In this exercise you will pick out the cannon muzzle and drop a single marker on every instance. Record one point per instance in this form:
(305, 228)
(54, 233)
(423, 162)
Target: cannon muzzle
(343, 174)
·····
--- ACTIVITY ---
All records above must be set down exactly, please.

--- RESULT ---
In this exercise you will pick out the cannon muzzle and drop a single marker on every instance. Record one point per instance in this form:
(305, 228)
(54, 233)
(423, 162)
Target: cannon muzzle
(343, 174)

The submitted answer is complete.